O mundo está cheio de oportunidades. E de gente cansada e insatisfeita. “É uma dicotomia dickensiana – o melhor e o pior dos tempos”, escreve Keith Ferrazzi logo no arranque do seu último livro, Liderar sem Autoridade – e fazer a diferença, que co-assina com Noel Weyrich.

Estreada em 2017, esta obra conhece agora uma edição portuguesa, editada em Março, pela chancela Actual.

O digital instalou entre nós a sensação de que o poder e a autoridade estão mais difusos. No mundo do trabalho, isso implica novas competências, defende Ferrazzi. Quando as empresas derrubam silos, as cadeias de comando deixam de ser nítidas e temos de mudar a forma de trabalhar.

Liderar sem Autoridade, o título do livro, é baseado no modelo da co-elevação. Que conceito é esse?
É uma dinâmica de relacionamento em que duas ou mais pessoas formam uma ligação baseada na troca mútua de valor. Cada pessoa compromete-se com o sucesso dos outros, em vez de estar apenas focada no próprio sucesso. Co-elevação significa “ir mais além, juntos”.

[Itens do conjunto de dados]

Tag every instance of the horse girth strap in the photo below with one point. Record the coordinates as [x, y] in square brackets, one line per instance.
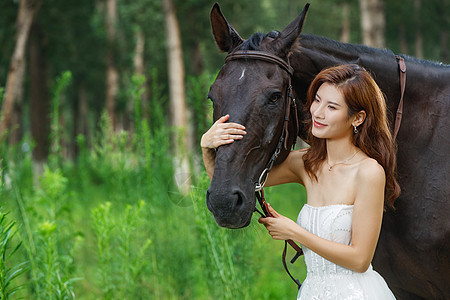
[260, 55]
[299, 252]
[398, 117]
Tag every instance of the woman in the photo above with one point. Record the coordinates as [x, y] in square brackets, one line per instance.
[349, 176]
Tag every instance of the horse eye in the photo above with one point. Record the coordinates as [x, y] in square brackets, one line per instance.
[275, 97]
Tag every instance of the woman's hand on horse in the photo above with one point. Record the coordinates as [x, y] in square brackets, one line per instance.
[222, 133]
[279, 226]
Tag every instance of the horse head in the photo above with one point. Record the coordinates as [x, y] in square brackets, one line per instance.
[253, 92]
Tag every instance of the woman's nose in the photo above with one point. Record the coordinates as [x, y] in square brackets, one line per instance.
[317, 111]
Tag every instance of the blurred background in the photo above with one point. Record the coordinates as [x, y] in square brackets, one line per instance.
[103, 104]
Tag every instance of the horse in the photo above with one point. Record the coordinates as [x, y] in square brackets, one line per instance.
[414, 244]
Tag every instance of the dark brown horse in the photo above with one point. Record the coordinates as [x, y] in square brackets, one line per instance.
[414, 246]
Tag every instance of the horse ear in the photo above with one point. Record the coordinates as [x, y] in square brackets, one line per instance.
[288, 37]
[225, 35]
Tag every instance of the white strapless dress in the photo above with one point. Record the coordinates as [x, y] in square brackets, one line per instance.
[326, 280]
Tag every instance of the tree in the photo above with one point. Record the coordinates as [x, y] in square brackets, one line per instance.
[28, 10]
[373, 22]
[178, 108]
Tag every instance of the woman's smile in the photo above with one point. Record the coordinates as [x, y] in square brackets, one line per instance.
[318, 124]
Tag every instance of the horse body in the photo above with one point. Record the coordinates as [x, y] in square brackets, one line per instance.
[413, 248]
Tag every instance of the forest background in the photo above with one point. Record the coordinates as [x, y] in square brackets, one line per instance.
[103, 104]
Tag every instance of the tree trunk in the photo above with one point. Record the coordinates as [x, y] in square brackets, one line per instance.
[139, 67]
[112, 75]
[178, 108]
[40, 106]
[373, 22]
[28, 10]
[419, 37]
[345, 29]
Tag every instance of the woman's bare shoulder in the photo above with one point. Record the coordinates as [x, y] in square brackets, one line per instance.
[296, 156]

...

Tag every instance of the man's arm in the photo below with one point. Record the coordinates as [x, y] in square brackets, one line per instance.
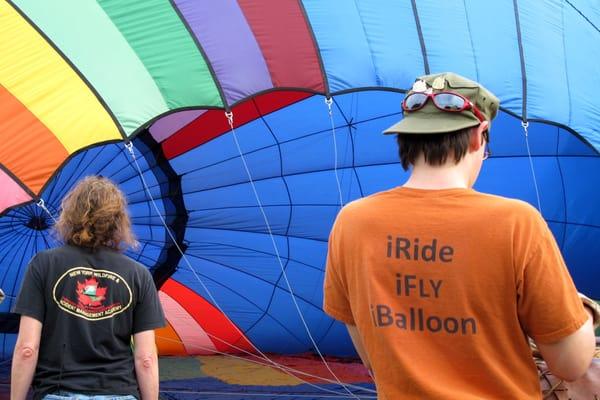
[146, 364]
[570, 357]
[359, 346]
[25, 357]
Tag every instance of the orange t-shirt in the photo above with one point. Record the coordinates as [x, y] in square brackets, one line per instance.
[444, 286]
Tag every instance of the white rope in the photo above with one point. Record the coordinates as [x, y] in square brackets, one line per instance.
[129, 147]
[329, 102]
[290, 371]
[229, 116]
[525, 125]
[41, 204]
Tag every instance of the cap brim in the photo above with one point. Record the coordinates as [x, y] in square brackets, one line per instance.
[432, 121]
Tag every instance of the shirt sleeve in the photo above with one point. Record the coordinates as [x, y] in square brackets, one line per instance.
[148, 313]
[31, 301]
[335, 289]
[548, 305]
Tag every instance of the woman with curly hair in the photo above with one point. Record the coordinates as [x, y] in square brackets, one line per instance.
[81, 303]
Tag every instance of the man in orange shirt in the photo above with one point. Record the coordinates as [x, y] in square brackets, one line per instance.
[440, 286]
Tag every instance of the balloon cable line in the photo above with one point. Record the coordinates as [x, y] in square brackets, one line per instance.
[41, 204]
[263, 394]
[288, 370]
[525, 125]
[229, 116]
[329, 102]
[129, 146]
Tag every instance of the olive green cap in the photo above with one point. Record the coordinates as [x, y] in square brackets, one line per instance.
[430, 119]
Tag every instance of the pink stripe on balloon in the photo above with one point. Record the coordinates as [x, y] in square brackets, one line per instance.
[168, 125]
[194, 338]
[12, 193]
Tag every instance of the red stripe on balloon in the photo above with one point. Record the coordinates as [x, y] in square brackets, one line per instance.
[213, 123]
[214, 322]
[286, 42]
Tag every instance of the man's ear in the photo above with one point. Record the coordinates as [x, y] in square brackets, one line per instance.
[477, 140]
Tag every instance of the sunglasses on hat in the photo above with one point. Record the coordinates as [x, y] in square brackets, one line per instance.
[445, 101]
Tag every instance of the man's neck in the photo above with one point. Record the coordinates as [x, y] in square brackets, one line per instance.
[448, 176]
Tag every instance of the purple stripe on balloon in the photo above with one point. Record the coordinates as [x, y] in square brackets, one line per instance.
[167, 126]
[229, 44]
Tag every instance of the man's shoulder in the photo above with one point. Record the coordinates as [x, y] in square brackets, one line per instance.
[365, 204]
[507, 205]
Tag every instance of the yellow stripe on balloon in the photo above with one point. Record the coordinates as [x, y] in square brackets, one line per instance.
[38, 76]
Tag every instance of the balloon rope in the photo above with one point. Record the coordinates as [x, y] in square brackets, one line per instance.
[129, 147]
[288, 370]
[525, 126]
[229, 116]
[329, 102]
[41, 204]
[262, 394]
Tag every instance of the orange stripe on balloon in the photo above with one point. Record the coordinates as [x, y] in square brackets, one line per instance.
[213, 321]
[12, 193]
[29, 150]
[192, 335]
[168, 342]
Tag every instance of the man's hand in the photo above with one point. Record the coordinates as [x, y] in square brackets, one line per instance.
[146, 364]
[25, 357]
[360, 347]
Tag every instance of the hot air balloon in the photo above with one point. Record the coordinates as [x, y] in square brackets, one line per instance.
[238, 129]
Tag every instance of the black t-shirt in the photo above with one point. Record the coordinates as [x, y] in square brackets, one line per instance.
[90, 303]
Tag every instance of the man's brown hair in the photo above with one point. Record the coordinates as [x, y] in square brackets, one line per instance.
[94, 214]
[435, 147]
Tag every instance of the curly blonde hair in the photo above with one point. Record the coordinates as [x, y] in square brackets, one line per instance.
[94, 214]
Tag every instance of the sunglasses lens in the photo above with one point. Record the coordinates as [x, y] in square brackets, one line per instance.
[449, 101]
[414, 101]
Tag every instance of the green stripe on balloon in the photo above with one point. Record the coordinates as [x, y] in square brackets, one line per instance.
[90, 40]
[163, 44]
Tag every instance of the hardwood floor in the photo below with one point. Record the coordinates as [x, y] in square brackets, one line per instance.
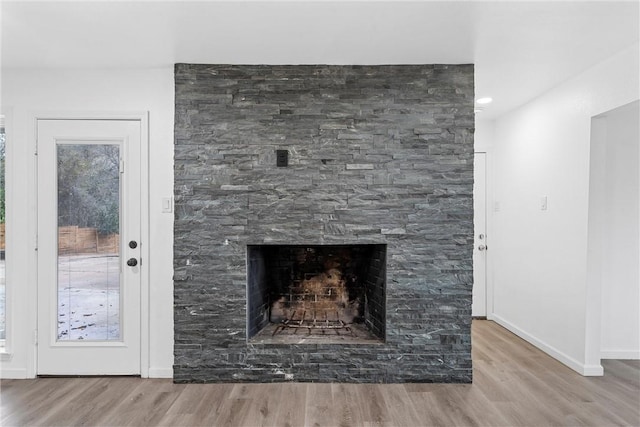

--

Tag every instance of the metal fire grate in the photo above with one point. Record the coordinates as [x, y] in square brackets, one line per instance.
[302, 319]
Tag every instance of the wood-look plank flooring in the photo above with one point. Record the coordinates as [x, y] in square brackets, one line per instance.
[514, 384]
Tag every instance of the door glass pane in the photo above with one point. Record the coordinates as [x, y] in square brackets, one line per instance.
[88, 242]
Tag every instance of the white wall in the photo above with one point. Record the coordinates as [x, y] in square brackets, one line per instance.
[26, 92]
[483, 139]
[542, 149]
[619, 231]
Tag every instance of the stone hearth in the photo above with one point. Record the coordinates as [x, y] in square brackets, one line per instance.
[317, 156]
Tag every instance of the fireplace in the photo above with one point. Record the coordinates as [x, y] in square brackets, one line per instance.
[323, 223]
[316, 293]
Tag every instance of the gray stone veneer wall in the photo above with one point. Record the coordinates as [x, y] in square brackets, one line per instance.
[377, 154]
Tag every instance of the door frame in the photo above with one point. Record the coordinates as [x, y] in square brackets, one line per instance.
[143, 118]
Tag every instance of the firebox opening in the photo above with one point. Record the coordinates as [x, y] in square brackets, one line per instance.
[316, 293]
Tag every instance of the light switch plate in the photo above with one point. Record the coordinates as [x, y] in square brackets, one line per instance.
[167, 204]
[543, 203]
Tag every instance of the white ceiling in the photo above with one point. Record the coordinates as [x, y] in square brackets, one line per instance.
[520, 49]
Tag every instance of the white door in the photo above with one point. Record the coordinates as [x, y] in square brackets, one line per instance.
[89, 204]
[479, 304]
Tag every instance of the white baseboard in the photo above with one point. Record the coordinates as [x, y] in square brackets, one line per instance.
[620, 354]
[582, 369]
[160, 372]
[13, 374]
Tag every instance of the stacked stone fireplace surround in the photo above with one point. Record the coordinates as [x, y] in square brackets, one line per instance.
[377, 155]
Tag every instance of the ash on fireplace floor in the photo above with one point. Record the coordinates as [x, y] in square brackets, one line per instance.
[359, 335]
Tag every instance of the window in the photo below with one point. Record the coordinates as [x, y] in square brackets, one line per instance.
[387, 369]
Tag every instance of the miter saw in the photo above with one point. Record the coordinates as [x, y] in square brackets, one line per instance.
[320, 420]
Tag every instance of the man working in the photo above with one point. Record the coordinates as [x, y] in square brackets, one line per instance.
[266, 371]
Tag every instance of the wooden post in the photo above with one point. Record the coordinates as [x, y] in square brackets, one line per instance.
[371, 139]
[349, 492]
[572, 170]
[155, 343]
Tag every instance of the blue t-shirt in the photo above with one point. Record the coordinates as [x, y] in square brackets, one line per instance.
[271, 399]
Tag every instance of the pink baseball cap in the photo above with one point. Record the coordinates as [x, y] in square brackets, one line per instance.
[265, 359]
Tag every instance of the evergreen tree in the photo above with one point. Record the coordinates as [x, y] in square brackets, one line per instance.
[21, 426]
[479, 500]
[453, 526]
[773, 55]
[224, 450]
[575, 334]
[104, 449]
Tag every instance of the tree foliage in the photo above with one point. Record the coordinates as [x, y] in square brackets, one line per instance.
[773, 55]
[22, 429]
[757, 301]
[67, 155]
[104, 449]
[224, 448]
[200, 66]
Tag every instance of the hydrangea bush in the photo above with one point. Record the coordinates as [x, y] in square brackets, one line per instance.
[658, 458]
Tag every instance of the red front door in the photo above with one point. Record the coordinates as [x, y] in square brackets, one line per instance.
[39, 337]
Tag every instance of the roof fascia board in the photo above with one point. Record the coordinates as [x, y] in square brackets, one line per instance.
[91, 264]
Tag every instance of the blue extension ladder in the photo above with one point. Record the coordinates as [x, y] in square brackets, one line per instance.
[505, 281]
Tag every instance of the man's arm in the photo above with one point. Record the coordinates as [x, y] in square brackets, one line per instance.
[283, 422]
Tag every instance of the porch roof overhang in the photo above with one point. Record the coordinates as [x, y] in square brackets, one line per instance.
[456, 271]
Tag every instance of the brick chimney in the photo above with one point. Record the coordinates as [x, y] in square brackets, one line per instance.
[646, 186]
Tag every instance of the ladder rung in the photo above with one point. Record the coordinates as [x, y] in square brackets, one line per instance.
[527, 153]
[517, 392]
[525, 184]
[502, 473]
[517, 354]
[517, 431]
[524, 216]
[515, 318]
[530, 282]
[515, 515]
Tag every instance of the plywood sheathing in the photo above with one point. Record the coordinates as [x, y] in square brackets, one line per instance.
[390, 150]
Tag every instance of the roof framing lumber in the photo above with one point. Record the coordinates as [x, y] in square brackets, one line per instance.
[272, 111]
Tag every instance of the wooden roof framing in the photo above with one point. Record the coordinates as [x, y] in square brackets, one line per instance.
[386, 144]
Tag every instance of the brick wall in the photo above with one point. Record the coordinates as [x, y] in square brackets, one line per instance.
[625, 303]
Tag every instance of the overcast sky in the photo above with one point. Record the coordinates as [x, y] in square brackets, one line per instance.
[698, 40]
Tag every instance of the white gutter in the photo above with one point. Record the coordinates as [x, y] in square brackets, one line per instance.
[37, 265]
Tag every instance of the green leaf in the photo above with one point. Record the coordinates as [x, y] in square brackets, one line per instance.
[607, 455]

> Tarefas a realizar:
• 1. Reescreva o trecho do texto sobre o livro Liderar sem Autoridade que abre com as palavras que contêm "O mundo está" e fecha com "com Noel Weyrich.", substituindo "cansada" por "exausta".
• 2. Traduza para o inglês a seguinte frase do texto sobre o livro Liderar sem Autoridade: "Cada pessoa compromete-se com o sucesso dos outros, em vez de estar apenas focada no próprio sucesso."
• 3. Prolongue o texto sobre o livro Liderar sem Autoridade, começando logo após a última frase apresentada.

> Respostas:
• 1.
O mundo está cheio de oportunidades. E de gente exausta e insatisfeita. “É uma dicotomia dickensiana – o melhor e o pior dos tempos”, escreve Keith Ferrazzi logo no arranque do seu último livro, Liderar sem Autoridade – e fazer a diferença, que co-assina com Noel Weyrich.

• 2. Each person commits to the success of others, instead of being focused solely on their own success.

• 3.
É uma dinâmica de grupo muito distinta daquela que se pratica na maior parte das empresas, onde o foco é o trabalho e o sucesso individual. Se um colega está em dificuldade ou um departamento está longe dos objectivos, isso é visto como problema deles.

Com a co-elevação, ninguém ganha até que todos cortem a meta. A equipa não ganha enquanto houver alguém a ficar para trás.

Mas o que significa liderar sem autoridade?
Escrevi um livro inteiro sobre esse tema porque a capacidade de liderar sem autoridade se está a transformar na mais valiosa competência que qualquer pessoa pode ter no local de trabalho. Liderar sem autoridade significa que cada pessoa parte do princípio de que “tudo depende de mim” [“it’s all on me”]. Claro que isso não significa que elas estão sozinhas num projecto. Pelo contrário, significa aderir a uma mudança de mentalidade. Cada pessoa nomeia-se líder. Esta mudança gera resultados mais rapidamente. E fomenta a construção de equipas.

Os empregadores têm de tomar a iniciativa, porque toda a transformação está nas mãos de equipas multifuncionais em que a autoridade está de tal forma dispersa que torna a liderança sem autoridade uma competência indispensável.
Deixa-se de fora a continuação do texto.